▶ [Aufgaben]:
1. Übersetzen Sie diesen Satz aus dem Textauszug ins Englische: „Brandenburg ist ein industrielles Zentrum der holzverarbeitenden Industrie in Ostdeutschland.“
2. Beantworten Sie die folgenden Fragen zum Textauszug.
(a) In welchem Ort fand der „Branchendialog Holz“ statt?
(b) Seit welchem Jahr wurde mit dem Holzkompetenzzentrum Baruth ein industrieller Kern entwickelt?
(c) Wie viele Teilnehmende hatte die Konferenz?
3. Schreiben Sie den Textauszug von „Mit dem Holzkompetenzzentrum“ bis „mit überregionaler Ausstrahlungskraft.“ wortgetreu ab.

▶ [Textauszug]:
--
16.08.2019 | Wie können Fachkräfte gehalten und gewonnen werden? Wie sollten Arbeitsbedingungen und -zeiten gestaltet werden, damit Beschäftigte eine gute Arbeit haben? Darüber diskutierten Unternehmer, Gewerkschafter, Wissenschaftler, Betriebsräte und Politiker beim „Branchendialog Holz“ am 16. August in Baruth.
Zunehmende Digitalisierung und Automatisierung stellen auch Unternehmen und Beschäftigte in der holzverarbeitenden Industrie vor große Herausforderungen. Brandenburg ist ein industrielles Zentrum der holzverarbeitenden Industrie in Ostdeutschland. Die Branche trägt mit mehr als 4.200 Beschäftigten erheblich zur Beschäftigungssicherung und Innovationskraft im Land bei.
Mit dem Holzkompetenzzentrum Baruth wurde seit 1993 ein industrieller Kern mit einer nahezu vollständigen Wertschöpfungskette entwickelt. Ansässige Unternehmen produzieren auf einem sehr hohen verfahrenstechnischen Niveau. Das Holzkompetenzzentrum Baruth ist im ländlichen Raum angesiedelt und regionaler beschäftigungspolitischer Leuchtturm mit überregionaler Ausstrahlungskraft.
Rund 35 Betriebsrätinnen und Betriebsräte waren unter den 70 Teilnehmenden der Konferenz, die mehr als 2.200 Kolleginnen und Kollegen der Holz-Branche in Brandenburg vertreten.
--
▶ [Ausgangsdaten]:
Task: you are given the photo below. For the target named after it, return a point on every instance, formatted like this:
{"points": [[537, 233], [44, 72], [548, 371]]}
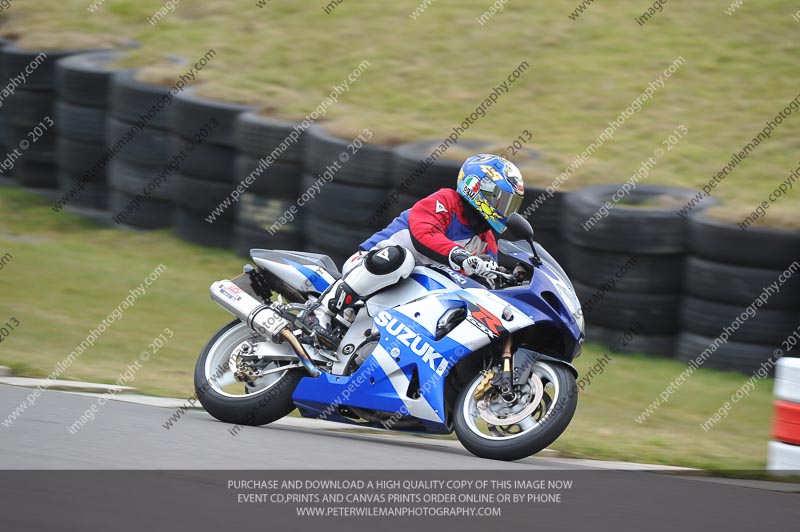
--
▶ [Vollständige Lösungen]:
1. Brandenburg is an industrial center of the woodworking industry in eastern Germany.

2.
(a) In Baruth.
(b) Seit 1993.
(c) 70 Teilnehmende.

3.
Mit dem Holzkompetenzzentrum Baruth wurde seit 1993 ein industrieller Kern mit einer nahezu vollständigen Wertschöpfungskette entwickelt. Ansässige Unternehmen produzieren auf einem sehr hohen verfahrenstechnischen Niveau. Das Holzkompetenzzentrum Baruth ist im ländlichen Raum angesiedelt und regionaler beschäftigungspolitischer Leuchtturm mit überregionaler Ausstrahlungskraft.